» Entrées de données extraites
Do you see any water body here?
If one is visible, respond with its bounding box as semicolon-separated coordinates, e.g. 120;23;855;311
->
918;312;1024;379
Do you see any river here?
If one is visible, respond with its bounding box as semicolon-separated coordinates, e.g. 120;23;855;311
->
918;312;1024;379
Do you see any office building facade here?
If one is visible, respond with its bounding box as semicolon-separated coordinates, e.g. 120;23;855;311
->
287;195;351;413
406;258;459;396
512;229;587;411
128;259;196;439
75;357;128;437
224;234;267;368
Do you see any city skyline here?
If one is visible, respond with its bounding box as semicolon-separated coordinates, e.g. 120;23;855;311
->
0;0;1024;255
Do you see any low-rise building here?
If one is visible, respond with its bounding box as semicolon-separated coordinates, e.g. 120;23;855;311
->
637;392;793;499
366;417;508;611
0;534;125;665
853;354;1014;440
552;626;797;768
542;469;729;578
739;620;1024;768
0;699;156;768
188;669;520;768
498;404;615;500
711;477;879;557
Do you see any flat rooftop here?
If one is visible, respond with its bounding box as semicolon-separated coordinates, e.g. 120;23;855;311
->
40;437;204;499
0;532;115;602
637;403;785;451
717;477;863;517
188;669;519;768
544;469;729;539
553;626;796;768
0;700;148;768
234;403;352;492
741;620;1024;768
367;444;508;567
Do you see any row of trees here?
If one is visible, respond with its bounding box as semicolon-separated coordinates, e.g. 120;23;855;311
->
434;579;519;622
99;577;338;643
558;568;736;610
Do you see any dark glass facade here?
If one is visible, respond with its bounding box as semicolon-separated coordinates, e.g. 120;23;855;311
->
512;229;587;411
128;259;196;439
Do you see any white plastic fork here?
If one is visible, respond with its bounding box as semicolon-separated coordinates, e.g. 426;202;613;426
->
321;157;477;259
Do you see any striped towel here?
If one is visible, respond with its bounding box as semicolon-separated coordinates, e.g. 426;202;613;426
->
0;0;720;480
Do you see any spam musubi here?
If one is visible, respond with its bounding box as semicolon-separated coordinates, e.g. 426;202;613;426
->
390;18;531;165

» CONSIGNE DE TRAVAIL
Remplace « bounding box » par « bounding rectangle » dans tous les enregistrements ci-dessus, puis recopie ces lignes sans rien modifier d'autre.

» CORRIGÉ DÉTAILLÉ
Do you see any water body here?
If one is visible, respond with its bounding rectangle as semicolon-separated coordinates, e.g. 120;23;855;311
->
918;312;1024;379
Do you see any river here?
If one is visible, respond with its bounding rectangle as semicolon-separated coordinates, e.g. 120;23;855;311
->
918;312;1024;379
Do you see any office building facade here?
If one is visible, respond with its bounding rectangle as semicolon-separated coordinates, e.g. 120;23;855;311
->
287;195;351;413
406;258;459;396
512;229;587;411
128;259;196;439
75;357;128;437
224;234;267;368
Do you see any city skyline here?
If one is visible, respond with its bounding rectangle as semicolon-separated coordinates, e.g. 120;23;855;311
->
0;0;1024;255
Do you see any low-rise building here?
If one is visible, respond with its bounding rectangle as semicolon-separated coordinates, e.g. 120;23;855;311
->
637;392;793;499
366;417;508;611
0;534;125;665
853;354;1014;440
552;626;797;768
542;469;729;578
739;620;1024;768
0;699;156;768
188;669;520;768
498;404;615;500
711;477;879;557
Do you see any flat rooftop here?
If one is visible, respond with its bounding rectangle as semicolon-separated coordinates, e.g. 120;23;855;311
->
40;437;204;499
0;532;115;602
637;403;785;451
717;477;863;517
188;669;519;768
544;469;729;539
553;626;796;768
0;700;148;768
234;403;352;492
741;620;1024;768
367;444;508;567
Do you see any row of trees here?
If one is visible, respond with its bounding rectangle as semicolon-separated coordinates, e.g. 120;23;855;311
->
434;579;519;622
99;577;338;643
558;568;736;610
Do you see any dark glass facade here?
If one is visible, respond with its bounding rectangle as semicolon-separated coordinates, e.g. 120;23;855;311
->
512;229;587;411
128;259;196;439
Do you see any white plastic fork here?
If one is visible, respond with its bounding rectangle as semicolon-separated coordinates, e.g. 426;202;613;426
->
321;157;477;259
Do you see any striped towel here?
If one is visible, respond with its bounding rectangle as semicolon-separated coordinates, e.g. 426;202;613;426
->
0;0;720;480
Do you see any spam musubi here?
If one is visible, respond with its bounding rectangle as semicolon-separated coordinates, e.g. 426;202;613;426
->
390;18;531;165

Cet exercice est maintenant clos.